*What you will do*: The entries below must be reproduced exactly; their pictures are not part of the copy.

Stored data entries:
Segment Open

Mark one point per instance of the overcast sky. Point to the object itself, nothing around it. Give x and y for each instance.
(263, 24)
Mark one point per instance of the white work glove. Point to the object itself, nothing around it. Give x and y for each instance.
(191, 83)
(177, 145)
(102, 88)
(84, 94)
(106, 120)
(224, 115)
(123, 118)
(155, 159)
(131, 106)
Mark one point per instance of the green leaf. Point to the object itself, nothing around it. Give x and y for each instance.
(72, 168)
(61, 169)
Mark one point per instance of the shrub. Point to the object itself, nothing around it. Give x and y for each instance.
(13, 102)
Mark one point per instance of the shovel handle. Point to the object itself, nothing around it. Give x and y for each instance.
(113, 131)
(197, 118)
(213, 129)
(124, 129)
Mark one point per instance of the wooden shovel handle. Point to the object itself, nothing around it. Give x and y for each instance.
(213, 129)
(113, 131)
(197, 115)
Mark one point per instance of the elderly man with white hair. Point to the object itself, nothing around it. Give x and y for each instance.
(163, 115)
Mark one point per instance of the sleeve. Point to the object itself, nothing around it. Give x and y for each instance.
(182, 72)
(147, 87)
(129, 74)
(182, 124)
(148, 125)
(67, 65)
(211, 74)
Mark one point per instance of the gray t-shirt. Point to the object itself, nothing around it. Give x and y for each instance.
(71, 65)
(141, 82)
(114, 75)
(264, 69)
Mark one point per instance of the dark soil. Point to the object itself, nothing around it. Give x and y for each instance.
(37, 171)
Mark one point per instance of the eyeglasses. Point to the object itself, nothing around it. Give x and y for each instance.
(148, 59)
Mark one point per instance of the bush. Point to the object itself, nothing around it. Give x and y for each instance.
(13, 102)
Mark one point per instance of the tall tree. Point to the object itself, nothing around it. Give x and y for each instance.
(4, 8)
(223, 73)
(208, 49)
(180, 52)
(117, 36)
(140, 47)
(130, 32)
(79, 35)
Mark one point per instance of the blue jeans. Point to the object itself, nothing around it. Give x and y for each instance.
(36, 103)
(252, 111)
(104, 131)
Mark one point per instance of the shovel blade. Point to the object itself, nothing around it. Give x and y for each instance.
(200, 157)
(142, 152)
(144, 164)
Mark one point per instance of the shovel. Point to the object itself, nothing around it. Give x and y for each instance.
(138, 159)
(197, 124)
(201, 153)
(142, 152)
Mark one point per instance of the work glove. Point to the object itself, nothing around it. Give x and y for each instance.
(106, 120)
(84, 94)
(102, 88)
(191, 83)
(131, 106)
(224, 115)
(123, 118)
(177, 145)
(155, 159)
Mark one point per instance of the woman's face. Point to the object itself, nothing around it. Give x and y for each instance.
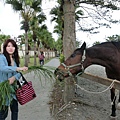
(10, 48)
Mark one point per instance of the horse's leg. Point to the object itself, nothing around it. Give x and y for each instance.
(118, 105)
(113, 98)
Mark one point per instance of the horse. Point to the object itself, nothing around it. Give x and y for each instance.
(106, 54)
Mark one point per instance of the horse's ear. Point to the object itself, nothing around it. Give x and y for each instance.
(83, 46)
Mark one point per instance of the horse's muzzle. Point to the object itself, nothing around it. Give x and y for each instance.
(58, 75)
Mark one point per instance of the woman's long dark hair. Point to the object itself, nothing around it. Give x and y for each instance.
(15, 54)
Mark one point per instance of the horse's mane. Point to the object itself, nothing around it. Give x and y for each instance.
(108, 44)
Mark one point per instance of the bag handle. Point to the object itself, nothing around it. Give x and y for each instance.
(24, 81)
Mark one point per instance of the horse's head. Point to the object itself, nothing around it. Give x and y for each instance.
(73, 65)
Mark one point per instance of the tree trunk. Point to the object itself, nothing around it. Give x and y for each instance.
(69, 40)
(69, 37)
(26, 50)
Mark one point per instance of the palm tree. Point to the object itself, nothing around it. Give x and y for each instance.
(38, 18)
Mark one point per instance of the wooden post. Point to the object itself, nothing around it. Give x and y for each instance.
(104, 81)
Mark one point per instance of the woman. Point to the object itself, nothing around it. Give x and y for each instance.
(41, 58)
(9, 67)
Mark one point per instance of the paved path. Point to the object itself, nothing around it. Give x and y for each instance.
(38, 109)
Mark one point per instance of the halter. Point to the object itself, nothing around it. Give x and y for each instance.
(75, 65)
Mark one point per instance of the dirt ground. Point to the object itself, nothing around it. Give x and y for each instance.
(87, 106)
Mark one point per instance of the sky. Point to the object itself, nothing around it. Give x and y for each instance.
(10, 25)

Segment Closed

*Exercise solution*:
Mark one point per instance of the overcast sky. Point to the object itself, nothing around it. Give x and y for each instance.
(263, 24)
Mark one point per instance of the white work glove. Point to the object itself, nothing around it. Give x and y for each instance.
(191, 83)
(177, 145)
(102, 88)
(84, 94)
(106, 120)
(224, 115)
(123, 118)
(155, 159)
(131, 106)
Mark one point per instance of the green leaf. Point to the object itself, nothing around it. Give x and y for each instance.
(72, 168)
(61, 169)
Mark one point per instance of the shrub. Point to the object itself, nothing around it. Give x and y for each instance.
(13, 102)
Mark one point per instance of the shovel handle. Point to the object itself, nothing around it. Give x and y for each instance.
(113, 131)
(197, 118)
(213, 129)
(124, 129)
Mark one point per instance of the wooden shovel handle. Point to the object itself, nothing around it. Give x and y for each instance.
(213, 129)
(113, 131)
(197, 115)
Mark one point per instance of the elderly man with white hair. Point to the object itself, nothing around it. Give x and y for each instance.
(163, 115)
Mark one point per instance of the sleeve. Point to the object itself, nothing around it. Give x and y for each instance.
(182, 72)
(147, 87)
(129, 74)
(182, 124)
(148, 125)
(67, 65)
(211, 74)
Mark one point per instance of the gray t-shirt. Point to the object itself, nothing around it. Give x and y for each instance.
(71, 65)
(141, 82)
(114, 75)
(264, 69)
Mark one point per instance of the dark soil. Point to the object itself, nothing around it. Give x and y for each instance.
(37, 171)
Mark one point per instance of the eyeglasses. Point to the object itself, nothing around it. Give x and y for each instance.
(148, 59)
Mark one point per instance of the bush. Point to the object itself, nothing around it. Give x and y for each instance.
(13, 102)
Mark one point per instance of the tall tree. Point to the object itself, nothing around it. Give x and y for each instance.
(4, 8)
(223, 73)
(208, 49)
(180, 52)
(117, 36)
(140, 47)
(130, 32)
(79, 35)
Mark one point per instance of the blue jeans. Point to the object itself, nothing around it. Give x and y for each instance.
(36, 103)
(252, 111)
(104, 131)
Mark one point per instance of the shovel blade. Point to the object itself, nothing around it. Give x and y for each instance.
(200, 157)
(142, 152)
(144, 164)
Mark one point per instance of the shovel. Point to the object itself, nothing around it. Give x and y for each instance.
(138, 159)
(197, 124)
(201, 153)
(142, 152)
Mark one point per instance of the work glove. Point to the object itself, nothing around it. Give x and y for each instance.
(106, 120)
(84, 94)
(102, 88)
(191, 83)
(131, 106)
(224, 115)
(123, 118)
(177, 145)
(155, 159)
Mark one point per instance of the woman's face. Point to the object itself, nothing around it. Give x and y for each instance.
(10, 48)
Mark one point per instance of the horse's leg. Point to the object itself, nothing around it. Give x and y for each instance.
(118, 105)
(113, 98)
Mark one point per instance of the horse. Point to the object itself, nothing around it. Give x and y for each instance.
(106, 54)
Mark one point per instance of the horse's ear. Point to the object itself, nothing around it. Give x and y for each instance.
(83, 46)
Mark one point per instance of the horse's muzzle. Point to the object itself, nothing around it. Give x and y for each instance.
(58, 75)
Mark one point per instance of the woman's long dark hair. Point to the object itself, nothing around it. Give x and y for each instance.
(15, 54)
Mark one point per instance of the horse's mane. Point to the object itself, nothing around it. Give x and y for each instance.
(108, 44)
Mark one point per instance of the bag handle. Point to the object itself, nothing around it. Give x and y for each instance.
(24, 81)
Mark one point per instance of the horse's head. Point to the object itself, nothing around it. Give x and y for each instance.
(73, 65)
Mark one point per instance of the tree trunk. Point to the object itself, nothing around it. Give x and y for each instance.
(69, 40)
(69, 37)
(26, 50)
Mark one point per instance of the palm tree. Point to the object itself, nothing around it. Give x and y for each instance.
(38, 18)
Mark one point per instance of the wooden post. Point to the object itself, nothing around it. Give x and y for each instance.
(104, 81)
Mark one point per instance of the woman. Point to the object itself, nothing around it. Give x and y for each instance.
(41, 58)
(9, 67)
Mark one point per instance of the paved path. Point to the object itself, nothing around it. Give x and y for each instance.
(38, 109)
Mark one point per instance of the halter. Point to the object itself, nothing around it. Give x and y for each instance.
(75, 65)
Mark one point per instance of the dirt ground. Point to the object itself, nothing around it. Give x and y for each instance.
(87, 106)
Mark one point per instance of the sky. Point to the object itself, nothing around it. Give x and y for each instance.
(10, 25)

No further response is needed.